# [GIVEN EXERCISE]
Reproduce all of the data below without alteration; exclude every picture.

# [RAW DATA]
---*---
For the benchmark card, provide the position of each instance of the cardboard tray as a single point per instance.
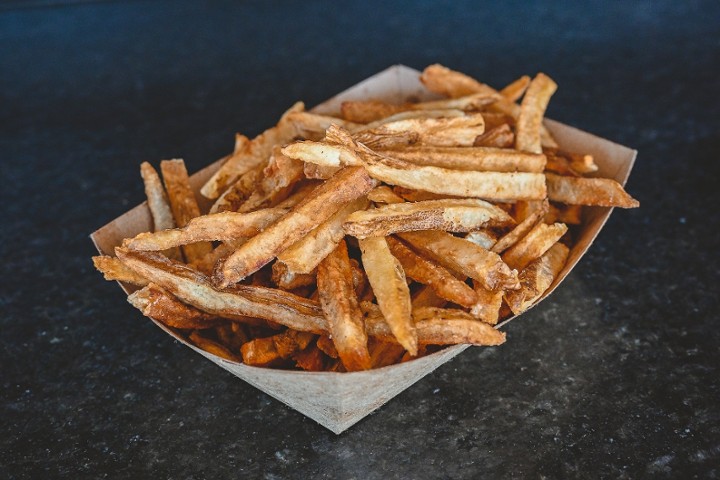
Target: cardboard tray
(339, 400)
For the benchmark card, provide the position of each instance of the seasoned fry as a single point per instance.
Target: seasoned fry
(346, 185)
(471, 158)
(223, 227)
(602, 192)
(113, 269)
(538, 240)
(532, 109)
(304, 255)
(463, 257)
(387, 279)
(155, 302)
(453, 215)
(251, 153)
(536, 278)
(341, 309)
(183, 204)
(424, 271)
(239, 302)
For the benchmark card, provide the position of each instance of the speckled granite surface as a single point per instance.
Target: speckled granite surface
(616, 376)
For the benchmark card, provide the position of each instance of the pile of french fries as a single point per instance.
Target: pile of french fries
(350, 243)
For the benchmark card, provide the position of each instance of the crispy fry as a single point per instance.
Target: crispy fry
(348, 184)
(238, 302)
(224, 227)
(603, 192)
(463, 257)
(536, 278)
(341, 309)
(155, 302)
(183, 204)
(213, 347)
(532, 109)
(304, 255)
(515, 90)
(388, 282)
(538, 240)
(424, 271)
(113, 269)
(461, 215)
(520, 231)
(471, 158)
(501, 136)
(251, 153)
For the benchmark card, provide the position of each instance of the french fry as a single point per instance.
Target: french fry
(304, 255)
(346, 185)
(223, 227)
(238, 303)
(463, 257)
(520, 231)
(155, 302)
(538, 240)
(424, 271)
(183, 204)
(532, 109)
(536, 278)
(602, 192)
(341, 309)
(113, 269)
(387, 279)
(453, 215)
(251, 153)
(471, 158)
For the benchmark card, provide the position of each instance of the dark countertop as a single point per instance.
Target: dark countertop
(616, 376)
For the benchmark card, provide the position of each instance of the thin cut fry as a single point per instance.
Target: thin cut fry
(388, 282)
(532, 109)
(424, 271)
(536, 278)
(603, 192)
(463, 257)
(533, 245)
(348, 184)
(453, 215)
(223, 227)
(183, 204)
(304, 255)
(341, 309)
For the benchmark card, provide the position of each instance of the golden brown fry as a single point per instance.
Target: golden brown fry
(603, 192)
(442, 327)
(532, 110)
(463, 257)
(536, 278)
(213, 347)
(251, 153)
(501, 136)
(424, 271)
(513, 91)
(453, 215)
(341, 309)
(471, 158)
(387, 279)
(223, 227)
(538, 240)
(520, 231)
(239, 302)
(384, 194)
(113, 269)
(304, 255)
(183, 204)
(156, 303)
(348, 184)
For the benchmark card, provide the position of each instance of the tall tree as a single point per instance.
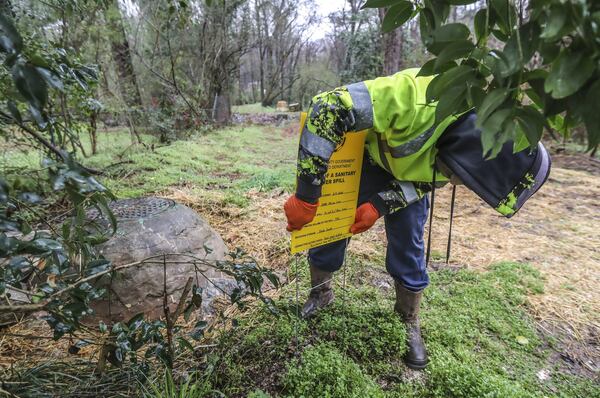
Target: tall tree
(392, 46)
(127, 81)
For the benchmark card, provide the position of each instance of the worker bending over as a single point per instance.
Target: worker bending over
(406, 152)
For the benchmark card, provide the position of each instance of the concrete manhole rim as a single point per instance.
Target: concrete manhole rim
(136, 208)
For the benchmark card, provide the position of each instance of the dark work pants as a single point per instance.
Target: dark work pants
(404, 229)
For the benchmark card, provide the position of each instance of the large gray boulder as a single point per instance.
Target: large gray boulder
(150, 227)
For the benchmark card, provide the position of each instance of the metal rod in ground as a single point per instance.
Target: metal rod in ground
(297, 278)
(449, 245)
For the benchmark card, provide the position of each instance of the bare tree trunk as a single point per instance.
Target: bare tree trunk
(392, 48)
(6, 8)
(128, 86)
(94, 132)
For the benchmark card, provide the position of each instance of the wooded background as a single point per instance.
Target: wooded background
(169, 65)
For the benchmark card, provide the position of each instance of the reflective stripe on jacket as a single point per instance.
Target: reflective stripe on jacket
(401, 133)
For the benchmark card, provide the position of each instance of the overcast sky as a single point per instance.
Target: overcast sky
(325, 8)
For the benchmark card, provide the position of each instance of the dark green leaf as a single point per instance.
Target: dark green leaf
(397, 15)
(14, 111)
(96, 266)
(520, 48)
(554, 22)
(461, 2)
(37, 60)
(493, 100)
(10, 40)
(453, 51)
(428, 68)
(446, 34)
(184, 344)
(568, 74)
(491, 132)
(530, 123)
(505, 13)
(51, 78)
(591, 115)
(457, 76)
(31, 85)
(426, 26)
(475, 96)
(452, 101)
(481, 25)
(440, 9)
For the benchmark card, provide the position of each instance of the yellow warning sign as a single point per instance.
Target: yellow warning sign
(335, 213)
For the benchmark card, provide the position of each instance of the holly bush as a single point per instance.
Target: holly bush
(522, 71)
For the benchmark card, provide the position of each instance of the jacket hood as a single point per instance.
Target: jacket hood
(505, 182)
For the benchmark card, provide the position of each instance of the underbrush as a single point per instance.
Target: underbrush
(230, 161)
(481, 342)
(480, 338)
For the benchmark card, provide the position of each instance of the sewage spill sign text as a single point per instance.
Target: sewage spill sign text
(335, 214)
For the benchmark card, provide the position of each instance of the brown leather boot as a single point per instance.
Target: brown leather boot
(321, 294)
(407, 305)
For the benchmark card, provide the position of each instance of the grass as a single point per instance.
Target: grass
(481, 341)
(229, 162)
(253, 108)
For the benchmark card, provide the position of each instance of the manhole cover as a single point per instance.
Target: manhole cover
(132, 209)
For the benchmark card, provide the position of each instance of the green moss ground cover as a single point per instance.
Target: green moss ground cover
(481, 340)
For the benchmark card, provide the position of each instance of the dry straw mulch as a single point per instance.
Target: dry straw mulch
(556, 232)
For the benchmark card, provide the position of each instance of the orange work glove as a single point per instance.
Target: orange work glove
(299, 213)
(365, 217)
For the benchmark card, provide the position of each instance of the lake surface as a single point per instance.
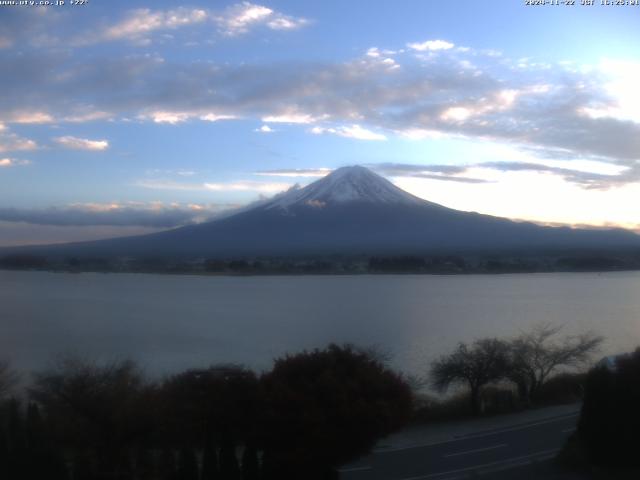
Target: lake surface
(170, 322)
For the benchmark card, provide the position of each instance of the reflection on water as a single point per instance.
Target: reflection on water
(171, 322)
---*---
# [RESULT]
For the benchmark card, provide the position of each instance of the cardboard tray as a single point per instance.
Target: cardboard tray
(339, 400)
For the benchmark card, provide the position of each instance of the seasoned fry as a single point per instance.
Target: seasoned fry
(346, 185)
(471, 158)
(223, 227)
(602, 192)
(113, 269)
(538, 240)
(532, 109)
(304, 255)
(463, 257)
(387, 279)
(155, 302)
(453, 215)
(251, 153)
(536, 278)
(341, 309)
(183, 204)
(424, 271)
(239, 302)
For the benchmark card, provide the position of each instance of the speckled granite surface as a single point per instance.
Target: speckled granite surface
(616, 376)
For the benchmark card, provide the position of each instance of the pile of french fries as a single point per instance.
Target: pile of french fries
(350, 243)
For the benchmark card, provide the position of each instance of the crispy fry as a single point per instance.
Target: crispy fry
(348, 184)
(238, 302)
(224, 227)
(603, 192)
(463, 257)
(536, 278)
(341, 309)
(155, 302)
(183, 204)
(213, 347)
(532, 109)
(304, 255)
(515, 90)
(388, 282)
(538, 240)
(424, 271)
(113, 269)
(461, 215)
(520, 231)
(471, 158)
(501, 136)
(251, 153)
For the benchmark card, provide the position of each instance of the french fry as a single point per instance.
Target: french fry
(304, 255)
(346, 185)
(223, 227)
(238, 303)
(463, 257)
(520, 231)
(155, 302)
(538, 240)
(424, 271)
(183, 204)
(532, 109)
(536, 278)
(602, 192)
(341, 309)
(113, 269)
(387, 279)
(453, 215)
(251, 153)
(471, 158)
For the benchmark card, provide the position of each instance of the dark countertop as a single point per instance.
Target: dark countertop
(616, 376)
For the benchmark card, provide the position of each instance of the thin cut fry as a single point per instance.
Target: thin cut fry
(388, 282)
(532, 109)
(424, 271)
(536, 278)
(603, 192)
(463, 257)
(533, 245)
(348, 184)
(453, 215)
(223, 227)
(183, 204)
(304, 255)
(341, 309)
For the benchmark card, provide the position of each instance of the golden brown fry as a single point per instance.
Target: golden brown fry
(603, 192)
(442, 327)
(532, 110)
(463, 257)
(536, 278)
(213, 347)
(251, 153)
(501, 136)
(424, 271)
(513, 91)
(453, 215)
(341, 309)
(471, 158)
(387, 279)
(223, 227)
(538, 240)
(520, 231)
(239, 302)
(384, 194)
(113, 269)
(304, 255)
(183, 204)
(156, 303)
(348, 184)
For the benchmark card, provide the position of each instance of the tall tree as a single point per instance.
Target: tall tree
(392, 46)
(127, 81)
For the benchmark card, provide the position of each instance of the worker bending over as a single point per instance.
Target: worker bending over
(406, 152)
For the benchmark card, provide the position of each instance of the concrete manhole rim as a single point per instance.
Target: concrete manhole rim
(136, 208)
For the benchmark card, provide the position of each instance of the dark work pants as a single point per instance.
Target: dark work pants
(404, 229)
For the benchmark card, provide the position of each instance of the large gray boulder as a single point per instance.
Target: large gray boulder
(150, 227)
For the benchmark card, provide the position of each instance of the metal rod in ground as a single point per instance.
Target: metal rod in ground
(297, 278)
(449, 245)
For the benchmark card, provide the position of each instance of the bare tree trunk as a single point per instance.
Target: bare tree trunk
(392, 48)
(6, 8)
(128, 86)
(94, 132)
For the benchmark card, provide the position of each instance of the wooded background as a single point per instance.
Target: wooded background
(169, 65)
For the benchmark card, provide the position of each instance of the reflective stripe on jacket as a single point per instance.
Target: reflective stripe on jacket
(401, 133)
For the benchmark card, provide the position of each instance of the overcast sky as a single point per instance.
Target: overcast sky
(325, 8)
For the benchmark card, provide the position of each instance of the dark green leaf as a single point per instance.
Target: dark green leaf
(397, 15)
(14, 111)
(96, 266)
(520, 48)
(554, 22)
(461, 2)
(37, 60)
(493, 100)
(10, 40)
(453, 51)
(428, 68)
(446, 34)
(184, 344)
(568, 74)
(491, 132)
(530, 123)
(505, 13)
(51, 78)
(591, 115)
(457, 76)
(31, 85)
(426, 26)
(475, 96)
(452, 101)
(481, 25)
(440, 9)
For the benchmark card, provide the position of each instance of the yellow warning sign as a single point per instance.
Target: yellow warning sign
(335, 213)
For the benchmark card, provide the position of each instance of the holly bush as a single point per instance.
Target: holly bush
(522, 71)
For the benchmark card, provide the position of each instance of the jacket hood as a single point per instance.
Target: jacket hood
(505, 182)
For the benchmark card, provide the position of each instance of the underbrush as a single point per instance.
Target: underbrush
(230, 161)
(481, 342)
(480, 338)
For the benchmark card, provide the position of each instance of the sewage spill sign text as a single point per instance.
Target: sewage spill sign text
(335, 214)
For the benchmark card, provide the position of each instance of the brown leather boot as a single point per instance.
Target: brown leather boot
(321, 294)
(407, 305)
For the benchmark card, provide the position of each instance of the grass as a single point per instance.
Target: grass
(481, 341)
(229, 162)
(253, 108)
For the benchmark card, provide the position of each instance of the manhole cover as a single point per instance.
Target: manhole cover
(132, 209)
For the benchmark card, provide the position of each instance of the green moss ground cover as a single point per instance.
Target: green moss ground cover
(481, 340)
For the benchmark card, provide the position of each instance of the dry straw mulch as a single point per instance.
Target: dry straw mulch
(556, 232)
For the benchmark card, provide the position of each instance of the orange work glove as a single point per instance.
Target: orange work glove
(299, 213)
(365, 217)
For the benchmark card, provide the position of each instance of the lake surface as a single point per instance.
Target: lake surface
(170, 322)
For the benchmark card, provide the position of each instance of the reflection on water as a single point per instance.
Target: reflection on water
(171, 322)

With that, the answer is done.